==== PAGE

The processors used are specially designed for data center use. This particular family of Intel XEON processors which can contain from 6 to 18 processor cores. The design uses DDR4 memory and can accommodate up to 1024GB of memory.

"The motherboard uses SFP+ 10G Mezzanine card as its primary data network interface at I/O side." Translation: an extra card is attached to the motherboard to support 10Gbps Ethernet via the standard SFP+ optical interface connector. There is also an on board UTP based Ethernet controller.

Note that this particular motherboard specification was contributed to the OpenCompute project by facebook. An alternative example of an Intel based two socket datacenter server product can be found at QCT. It has a different form factor and different networking options such as dual port 1Gbps Ethernet or dual port 10Gbps Ethernet.

Cloud Applications

Most of the common network enabled applications we use every day are run in on a "cloud" and implemented in a data center residing somewhere on this planet. These include search engines such as Google, Bing, and Yahoo, network mail such as gmail, and various social networks such as Facebook, Pinterest, etc. To understand the demands that cloud computing places on data center networks we will take a quick look at two main types of applications: big data applications and modern web applications.

Big Data Example: Hadoop Ecosystem

What do we do when we have great quantities of data that we need to process in a variety of ways? Divide and conquer: Use many networked computers to work on the task! In this case we are not talking about using virtual machines (VMs) to share a single compute node, instead we are are throwing all the computing power of a set of available processors at a job. Examples of such tasks include web search, click through advertising analysis, recomender systems, and business analytics. Programming and coordinating the use of a set of networked compute resources is a fairly complex task, fortunately there is a growing list of open source software that can aid in getting the most of multiple compute resources.

========

PROBLEM DETAILS — Can you quote the data center passage above word for word, between "Cloud Applications" and "modern web applications.", inclusive?

==== DATA RECORDS

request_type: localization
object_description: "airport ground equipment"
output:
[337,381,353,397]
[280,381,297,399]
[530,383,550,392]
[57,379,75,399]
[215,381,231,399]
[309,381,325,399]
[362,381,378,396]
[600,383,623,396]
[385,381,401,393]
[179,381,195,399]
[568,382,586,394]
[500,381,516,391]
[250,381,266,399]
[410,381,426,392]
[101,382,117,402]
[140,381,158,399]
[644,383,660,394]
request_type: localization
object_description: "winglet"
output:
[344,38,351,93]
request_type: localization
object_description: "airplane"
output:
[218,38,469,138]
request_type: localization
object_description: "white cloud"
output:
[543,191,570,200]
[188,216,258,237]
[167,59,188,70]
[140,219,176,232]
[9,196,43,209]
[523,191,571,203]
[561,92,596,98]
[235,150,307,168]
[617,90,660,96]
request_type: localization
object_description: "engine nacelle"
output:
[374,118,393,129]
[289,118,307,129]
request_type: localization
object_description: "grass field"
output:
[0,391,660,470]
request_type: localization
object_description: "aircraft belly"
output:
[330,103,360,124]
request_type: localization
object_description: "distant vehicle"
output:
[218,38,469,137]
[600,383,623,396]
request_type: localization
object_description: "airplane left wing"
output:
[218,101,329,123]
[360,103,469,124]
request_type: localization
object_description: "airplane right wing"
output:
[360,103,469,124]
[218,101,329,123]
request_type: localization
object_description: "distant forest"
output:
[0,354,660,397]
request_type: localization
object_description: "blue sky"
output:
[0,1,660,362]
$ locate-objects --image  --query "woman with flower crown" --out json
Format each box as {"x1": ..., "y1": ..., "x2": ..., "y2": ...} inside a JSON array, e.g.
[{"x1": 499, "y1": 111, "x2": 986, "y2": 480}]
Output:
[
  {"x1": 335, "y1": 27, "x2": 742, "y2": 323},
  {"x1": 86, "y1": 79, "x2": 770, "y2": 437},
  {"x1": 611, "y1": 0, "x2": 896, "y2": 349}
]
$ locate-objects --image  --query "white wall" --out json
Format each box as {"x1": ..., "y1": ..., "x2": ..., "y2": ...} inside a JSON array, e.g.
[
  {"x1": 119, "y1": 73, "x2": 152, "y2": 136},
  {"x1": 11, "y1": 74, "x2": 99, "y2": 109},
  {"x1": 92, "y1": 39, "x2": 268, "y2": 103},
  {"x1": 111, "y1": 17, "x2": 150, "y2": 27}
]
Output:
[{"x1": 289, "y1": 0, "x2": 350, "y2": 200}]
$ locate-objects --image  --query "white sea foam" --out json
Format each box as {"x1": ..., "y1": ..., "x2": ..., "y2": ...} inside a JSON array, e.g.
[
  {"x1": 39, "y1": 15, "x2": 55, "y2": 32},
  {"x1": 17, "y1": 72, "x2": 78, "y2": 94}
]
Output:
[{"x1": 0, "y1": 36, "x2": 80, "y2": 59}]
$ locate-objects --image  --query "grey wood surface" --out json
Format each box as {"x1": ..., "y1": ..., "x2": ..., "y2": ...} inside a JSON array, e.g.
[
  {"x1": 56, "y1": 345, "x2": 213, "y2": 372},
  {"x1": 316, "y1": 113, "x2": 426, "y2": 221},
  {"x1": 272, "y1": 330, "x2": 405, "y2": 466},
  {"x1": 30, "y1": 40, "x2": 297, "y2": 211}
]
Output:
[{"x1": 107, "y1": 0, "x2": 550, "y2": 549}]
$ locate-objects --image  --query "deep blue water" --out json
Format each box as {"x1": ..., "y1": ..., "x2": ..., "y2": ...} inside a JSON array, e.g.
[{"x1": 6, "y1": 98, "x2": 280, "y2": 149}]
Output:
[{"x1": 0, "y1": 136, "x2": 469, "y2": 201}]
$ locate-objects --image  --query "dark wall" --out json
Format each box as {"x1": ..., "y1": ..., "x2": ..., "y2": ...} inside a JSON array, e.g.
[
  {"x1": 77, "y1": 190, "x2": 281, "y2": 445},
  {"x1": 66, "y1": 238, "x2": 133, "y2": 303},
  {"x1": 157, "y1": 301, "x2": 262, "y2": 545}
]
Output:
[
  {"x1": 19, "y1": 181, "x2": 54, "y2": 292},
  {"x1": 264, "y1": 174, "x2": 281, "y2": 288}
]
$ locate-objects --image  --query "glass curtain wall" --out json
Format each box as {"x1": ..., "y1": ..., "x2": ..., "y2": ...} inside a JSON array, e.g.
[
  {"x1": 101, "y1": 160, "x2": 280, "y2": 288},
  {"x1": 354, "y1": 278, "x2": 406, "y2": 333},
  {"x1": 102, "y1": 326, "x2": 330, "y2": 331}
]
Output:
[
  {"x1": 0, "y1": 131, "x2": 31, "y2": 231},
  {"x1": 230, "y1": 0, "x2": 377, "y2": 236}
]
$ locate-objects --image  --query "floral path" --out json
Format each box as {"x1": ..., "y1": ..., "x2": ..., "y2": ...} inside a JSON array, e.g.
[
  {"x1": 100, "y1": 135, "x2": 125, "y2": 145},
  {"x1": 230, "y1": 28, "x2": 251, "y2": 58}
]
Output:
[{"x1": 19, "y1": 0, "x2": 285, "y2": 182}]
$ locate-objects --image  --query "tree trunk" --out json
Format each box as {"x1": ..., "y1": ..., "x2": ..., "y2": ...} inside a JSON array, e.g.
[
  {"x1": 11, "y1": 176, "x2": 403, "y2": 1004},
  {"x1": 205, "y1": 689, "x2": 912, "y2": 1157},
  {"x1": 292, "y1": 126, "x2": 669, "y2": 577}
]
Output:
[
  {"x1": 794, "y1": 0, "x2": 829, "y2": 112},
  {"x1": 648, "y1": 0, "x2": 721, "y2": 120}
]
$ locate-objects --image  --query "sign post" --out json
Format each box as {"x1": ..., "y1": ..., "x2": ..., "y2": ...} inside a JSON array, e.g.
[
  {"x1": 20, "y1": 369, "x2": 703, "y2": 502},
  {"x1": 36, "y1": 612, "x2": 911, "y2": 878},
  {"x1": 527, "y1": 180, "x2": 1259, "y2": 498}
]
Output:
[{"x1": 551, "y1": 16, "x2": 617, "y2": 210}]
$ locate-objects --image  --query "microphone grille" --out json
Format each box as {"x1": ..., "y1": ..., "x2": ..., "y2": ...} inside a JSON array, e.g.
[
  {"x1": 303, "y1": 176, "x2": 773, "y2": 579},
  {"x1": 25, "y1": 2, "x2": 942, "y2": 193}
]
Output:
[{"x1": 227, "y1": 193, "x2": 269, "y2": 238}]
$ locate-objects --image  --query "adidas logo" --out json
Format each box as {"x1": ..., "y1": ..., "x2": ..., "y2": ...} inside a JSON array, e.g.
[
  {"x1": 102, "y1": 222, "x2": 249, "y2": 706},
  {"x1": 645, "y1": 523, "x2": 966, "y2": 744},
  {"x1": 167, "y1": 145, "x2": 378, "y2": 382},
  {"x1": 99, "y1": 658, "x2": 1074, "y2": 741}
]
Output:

========

COMPLETED EXERCISE —
Cloud Applications

Most of the common network enabled applications we use every day are run in on a "cloud" and implemented in a data center residing somewhere on this planet. These include search engines such as Google, Bing, and Yahoo, network mail such as gmail, and various social networks such as Facebook, Pinterest, etc. To understand the demands that cloud computing places on data center networks we will take a quick look at two main types of applications: big data applications and modern web applications.